Position identification entries
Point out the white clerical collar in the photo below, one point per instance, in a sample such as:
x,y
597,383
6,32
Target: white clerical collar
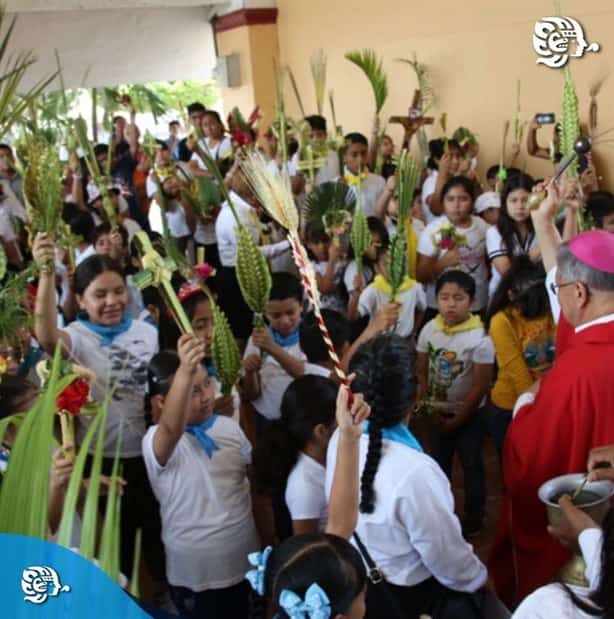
x,y
598,321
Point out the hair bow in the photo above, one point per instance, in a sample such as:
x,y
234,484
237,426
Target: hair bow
x,y
256,577
315,606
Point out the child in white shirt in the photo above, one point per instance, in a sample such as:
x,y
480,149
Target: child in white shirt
x,y
455,364
197,463
273,356
410,297
356,172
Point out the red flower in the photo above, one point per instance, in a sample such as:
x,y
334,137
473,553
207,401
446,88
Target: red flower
x,y
73,397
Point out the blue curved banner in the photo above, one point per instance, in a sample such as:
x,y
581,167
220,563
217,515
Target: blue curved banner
x,y
40,580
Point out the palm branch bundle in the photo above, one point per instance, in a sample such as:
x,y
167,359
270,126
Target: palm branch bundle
x,y
318,73
409,175
329,207
43,187
372,67
275,194
360,235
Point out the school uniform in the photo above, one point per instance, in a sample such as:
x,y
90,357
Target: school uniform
x,y
274,380
411,297
371,188
552,601
230,298
452,353
413,534
305,495
207,524
472,252
495,248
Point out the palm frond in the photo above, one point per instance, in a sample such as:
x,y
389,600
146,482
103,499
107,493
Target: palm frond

• _WHAT IS REQUIRED_
Please update the entries above by changing "one point per instance" to "one point for each instance" and leaving everything else as it is. Leave the pictures out of your answer.

• _ANSWER TO THE EXERCISE_
Point out the white clerical collar in the photo below, one point for each instance, in a sample such as:
x,y
597,383
6,32
Target: white clerical collar
x,y
598,321
Point out the hair bow in the photo above, one point for each instance, in a sample such as:
x,y
234,484
237,426
Target: hair bow
x,y
256,577
315,606
Point out the child in white shirt in the photo above, one point for each instance, in a sample such as:
x,y
480,149
Target: child in white shirt
x,y
455,364
197,463
273,356
410,297
356,172
Point out the red flower in the photo above, one point for each instance, in a sample such as:
x,y
334,137
473,553
207,401
446,88
Target: red flower
x,y
73,397
Point out the blue curved banner in the photo above, one point for each instance, in a sample such as:
x,y
581,167
220,563
217,515
Target: blue curved banner
x,y
40,580
Point out the palm branch bundle in the photo above, one point for each instance, in a sample such as:
x,y
167,359
270,126
Target: palm branch bundle
x,y
318,73
409,175
329,207
43,187
372,67
275,194
360,235
Point out the school uniform in the photo above, one point for each instance, in a sample such as:
x,y
90,357
Target: school uniform
x,y
274,380
411,297
371,188
552,601
230,298
452,353
413,534
305,495
207,524
472,252
495,248
Point out the palm frond in the photo above, one point for each instance, in a sample such as:
x,y
389,600
146,482
103,499
107,493
Target: palm frond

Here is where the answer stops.